Jobs -
1. Answer these from the ridge regression notes:
(a) What does Ridge Regression reduce to when $\alpha = 0$?
(b) What is A in the closed-form equation?
(c) Under what name is numpy imported?
2. Duplicate the ridge regression notes word for word, everything from "close-form equation" down to "X = 2*np.random.rand(100, 1)".

Supplied text -
>> start

Ridge Regression

$$J(\theta) = MSE(\theta) + \alpha \dfrac{1}{2} \Sigma_{i=1}^{n}\theta_{i}^{2}$$
  • Use the regularization term only to the cost function during training
  • Once the model is trained, use the unregularized perfomrance measure
  • $\alpha = 0$, Ridge Regression is just Linear Regression
  • $\alpha = \infty$, all weights end up very close to zero and the result is a flat line
  • Ridge Regression is sensitive to the scale of the input features

close-form equation

$$\theta = (X^{T}X+\alpha A)^{-1} X^{T} y$$
  • A is the (n+1)*(n+1) identity matrix

Create Random Dataset

In [2]:
import numpy as np

X = 2*np.random.rand(100, 1)

>> end

Provided information -

>> start

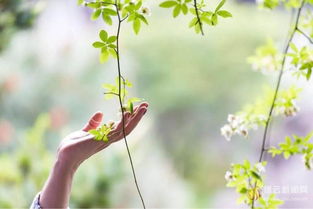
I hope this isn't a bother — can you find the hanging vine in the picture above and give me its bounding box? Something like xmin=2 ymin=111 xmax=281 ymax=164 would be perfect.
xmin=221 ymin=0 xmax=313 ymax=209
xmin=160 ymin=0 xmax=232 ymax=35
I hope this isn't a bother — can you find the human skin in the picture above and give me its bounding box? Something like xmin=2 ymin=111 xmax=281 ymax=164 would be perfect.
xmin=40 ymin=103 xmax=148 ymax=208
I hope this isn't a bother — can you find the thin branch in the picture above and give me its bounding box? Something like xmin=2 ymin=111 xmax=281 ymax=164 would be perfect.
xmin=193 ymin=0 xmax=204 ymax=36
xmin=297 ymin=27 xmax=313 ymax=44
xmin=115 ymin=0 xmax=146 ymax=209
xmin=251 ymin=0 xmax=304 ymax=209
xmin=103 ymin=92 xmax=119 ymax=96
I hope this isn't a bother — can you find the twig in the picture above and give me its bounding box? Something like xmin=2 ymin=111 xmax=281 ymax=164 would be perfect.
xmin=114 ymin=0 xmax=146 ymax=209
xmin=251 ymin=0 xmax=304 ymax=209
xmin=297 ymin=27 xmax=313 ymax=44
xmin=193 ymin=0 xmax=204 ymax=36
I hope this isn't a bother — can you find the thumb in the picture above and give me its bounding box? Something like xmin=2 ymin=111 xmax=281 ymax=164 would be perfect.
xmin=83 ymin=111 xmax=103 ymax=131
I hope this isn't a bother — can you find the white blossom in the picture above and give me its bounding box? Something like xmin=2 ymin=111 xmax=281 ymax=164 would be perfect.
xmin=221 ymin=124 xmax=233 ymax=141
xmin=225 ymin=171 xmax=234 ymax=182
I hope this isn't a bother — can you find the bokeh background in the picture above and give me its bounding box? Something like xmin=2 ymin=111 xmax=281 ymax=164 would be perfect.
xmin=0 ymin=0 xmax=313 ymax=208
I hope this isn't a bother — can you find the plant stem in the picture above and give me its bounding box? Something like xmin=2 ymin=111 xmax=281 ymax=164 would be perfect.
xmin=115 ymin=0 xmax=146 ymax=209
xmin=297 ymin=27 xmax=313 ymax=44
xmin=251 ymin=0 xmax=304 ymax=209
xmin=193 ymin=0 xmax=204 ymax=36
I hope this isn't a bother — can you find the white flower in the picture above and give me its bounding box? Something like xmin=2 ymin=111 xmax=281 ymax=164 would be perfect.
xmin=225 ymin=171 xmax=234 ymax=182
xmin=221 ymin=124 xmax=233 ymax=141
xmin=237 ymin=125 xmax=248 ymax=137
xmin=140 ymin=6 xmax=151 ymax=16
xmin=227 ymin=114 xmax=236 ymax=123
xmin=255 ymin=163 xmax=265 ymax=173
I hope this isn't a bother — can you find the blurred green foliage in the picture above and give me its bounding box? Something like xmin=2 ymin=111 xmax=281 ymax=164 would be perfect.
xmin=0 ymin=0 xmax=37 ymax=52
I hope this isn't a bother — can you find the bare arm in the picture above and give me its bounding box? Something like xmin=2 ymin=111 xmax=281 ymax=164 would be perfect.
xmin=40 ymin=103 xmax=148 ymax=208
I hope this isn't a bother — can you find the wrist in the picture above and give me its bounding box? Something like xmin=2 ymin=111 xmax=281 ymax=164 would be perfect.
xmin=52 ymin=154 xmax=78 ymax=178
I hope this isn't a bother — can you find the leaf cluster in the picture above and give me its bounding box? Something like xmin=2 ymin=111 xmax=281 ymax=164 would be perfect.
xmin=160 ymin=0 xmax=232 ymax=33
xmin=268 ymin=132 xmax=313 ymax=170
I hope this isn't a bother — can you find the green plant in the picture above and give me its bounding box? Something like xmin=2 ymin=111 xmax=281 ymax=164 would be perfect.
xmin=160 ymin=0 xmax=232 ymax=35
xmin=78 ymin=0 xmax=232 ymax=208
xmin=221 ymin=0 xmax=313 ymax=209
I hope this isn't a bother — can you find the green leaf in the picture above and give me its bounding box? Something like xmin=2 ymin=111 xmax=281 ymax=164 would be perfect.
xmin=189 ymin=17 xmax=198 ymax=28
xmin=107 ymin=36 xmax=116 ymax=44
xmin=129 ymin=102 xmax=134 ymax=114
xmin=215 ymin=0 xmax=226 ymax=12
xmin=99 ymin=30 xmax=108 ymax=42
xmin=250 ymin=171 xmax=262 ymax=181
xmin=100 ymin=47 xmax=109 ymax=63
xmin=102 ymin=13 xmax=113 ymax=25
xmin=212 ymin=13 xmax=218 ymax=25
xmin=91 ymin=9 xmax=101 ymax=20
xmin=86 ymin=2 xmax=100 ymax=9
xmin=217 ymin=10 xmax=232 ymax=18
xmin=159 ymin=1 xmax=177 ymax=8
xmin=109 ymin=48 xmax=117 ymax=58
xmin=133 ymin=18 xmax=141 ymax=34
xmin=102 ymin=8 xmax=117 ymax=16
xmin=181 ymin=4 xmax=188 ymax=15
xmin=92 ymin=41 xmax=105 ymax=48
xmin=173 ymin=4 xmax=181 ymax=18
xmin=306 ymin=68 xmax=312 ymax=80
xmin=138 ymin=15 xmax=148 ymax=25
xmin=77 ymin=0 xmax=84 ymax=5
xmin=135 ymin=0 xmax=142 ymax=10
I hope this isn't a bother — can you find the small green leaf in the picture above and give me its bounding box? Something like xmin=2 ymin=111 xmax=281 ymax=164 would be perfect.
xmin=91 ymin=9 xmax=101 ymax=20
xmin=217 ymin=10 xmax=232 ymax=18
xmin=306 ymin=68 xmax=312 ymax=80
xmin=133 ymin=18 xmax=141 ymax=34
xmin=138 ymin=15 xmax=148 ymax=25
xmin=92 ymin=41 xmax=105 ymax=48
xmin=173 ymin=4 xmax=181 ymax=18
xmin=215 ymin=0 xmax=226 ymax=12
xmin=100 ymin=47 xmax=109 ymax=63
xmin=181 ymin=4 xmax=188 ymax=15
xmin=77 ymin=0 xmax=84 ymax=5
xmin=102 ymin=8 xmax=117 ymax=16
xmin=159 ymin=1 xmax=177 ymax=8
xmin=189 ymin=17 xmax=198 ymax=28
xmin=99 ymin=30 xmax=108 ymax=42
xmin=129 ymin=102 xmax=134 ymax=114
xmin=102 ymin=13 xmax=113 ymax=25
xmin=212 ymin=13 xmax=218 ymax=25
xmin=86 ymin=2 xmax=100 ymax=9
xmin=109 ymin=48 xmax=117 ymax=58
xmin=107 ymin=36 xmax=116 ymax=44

>> end
>> start

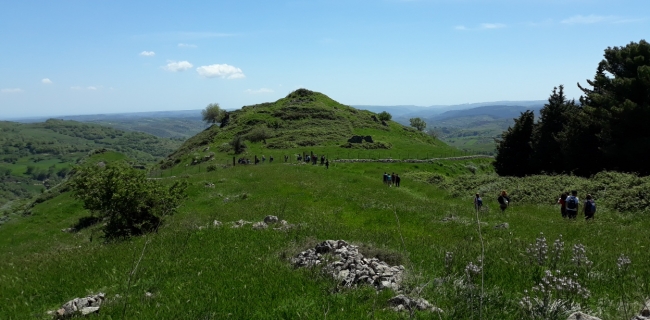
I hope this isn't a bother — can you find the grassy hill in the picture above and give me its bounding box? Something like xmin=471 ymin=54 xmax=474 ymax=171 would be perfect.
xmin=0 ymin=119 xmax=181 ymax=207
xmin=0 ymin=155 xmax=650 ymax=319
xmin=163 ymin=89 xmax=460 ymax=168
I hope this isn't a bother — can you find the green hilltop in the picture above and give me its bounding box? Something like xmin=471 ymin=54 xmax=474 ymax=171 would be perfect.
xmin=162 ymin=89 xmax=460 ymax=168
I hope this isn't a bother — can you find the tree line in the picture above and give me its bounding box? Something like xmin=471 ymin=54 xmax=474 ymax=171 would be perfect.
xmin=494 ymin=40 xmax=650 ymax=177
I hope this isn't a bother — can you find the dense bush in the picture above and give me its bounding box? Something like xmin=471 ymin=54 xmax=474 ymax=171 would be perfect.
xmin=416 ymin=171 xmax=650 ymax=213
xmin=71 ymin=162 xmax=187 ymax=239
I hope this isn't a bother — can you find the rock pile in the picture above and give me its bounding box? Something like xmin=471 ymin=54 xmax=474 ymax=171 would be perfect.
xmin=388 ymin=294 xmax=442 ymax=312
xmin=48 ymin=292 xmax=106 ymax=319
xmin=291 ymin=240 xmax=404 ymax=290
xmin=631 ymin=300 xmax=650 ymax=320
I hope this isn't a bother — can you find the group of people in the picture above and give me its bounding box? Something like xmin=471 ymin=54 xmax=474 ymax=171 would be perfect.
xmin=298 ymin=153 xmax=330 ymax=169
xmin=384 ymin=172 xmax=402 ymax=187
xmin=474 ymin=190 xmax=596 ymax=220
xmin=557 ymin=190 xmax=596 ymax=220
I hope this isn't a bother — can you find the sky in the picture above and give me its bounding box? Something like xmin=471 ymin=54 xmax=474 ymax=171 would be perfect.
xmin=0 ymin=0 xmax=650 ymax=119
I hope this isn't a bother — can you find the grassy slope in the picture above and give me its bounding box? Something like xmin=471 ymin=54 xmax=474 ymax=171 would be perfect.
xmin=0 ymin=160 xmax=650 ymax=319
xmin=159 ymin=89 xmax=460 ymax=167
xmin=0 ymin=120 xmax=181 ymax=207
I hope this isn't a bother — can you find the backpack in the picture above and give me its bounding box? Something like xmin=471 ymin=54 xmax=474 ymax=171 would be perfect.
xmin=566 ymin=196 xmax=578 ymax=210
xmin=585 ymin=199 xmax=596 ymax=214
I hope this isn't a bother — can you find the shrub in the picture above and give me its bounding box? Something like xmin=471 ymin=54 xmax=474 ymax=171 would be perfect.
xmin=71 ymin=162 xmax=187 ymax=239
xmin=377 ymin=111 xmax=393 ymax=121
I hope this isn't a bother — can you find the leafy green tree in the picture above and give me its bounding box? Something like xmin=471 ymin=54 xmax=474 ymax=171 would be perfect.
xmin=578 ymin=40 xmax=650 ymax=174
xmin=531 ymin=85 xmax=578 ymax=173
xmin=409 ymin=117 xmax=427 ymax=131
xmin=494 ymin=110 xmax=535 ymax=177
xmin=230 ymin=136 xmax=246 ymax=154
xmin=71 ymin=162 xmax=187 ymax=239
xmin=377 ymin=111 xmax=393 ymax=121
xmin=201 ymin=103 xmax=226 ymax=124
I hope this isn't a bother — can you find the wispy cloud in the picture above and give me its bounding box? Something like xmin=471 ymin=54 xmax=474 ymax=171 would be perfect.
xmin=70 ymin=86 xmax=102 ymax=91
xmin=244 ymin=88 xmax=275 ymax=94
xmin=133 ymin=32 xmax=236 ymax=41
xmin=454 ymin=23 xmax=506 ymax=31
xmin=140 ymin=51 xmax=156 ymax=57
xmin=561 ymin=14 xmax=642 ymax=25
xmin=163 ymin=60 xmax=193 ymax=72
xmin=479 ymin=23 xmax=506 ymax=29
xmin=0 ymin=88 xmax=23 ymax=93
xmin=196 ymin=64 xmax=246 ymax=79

>> end

The solutions -
1.
(a) Linear Regression
(b) The (n+1)*(n+1) identity matrix
(c) np

2.
close-form equation

$$\theta = (X^{T}X+\alpha A)^{-1} X^{T} y$$
  • A is the (n+1)*(n+1) identity matrix

Create Random Dataset

In [2]:
import numpy as np

X = 2*np.random.rand(100, 1)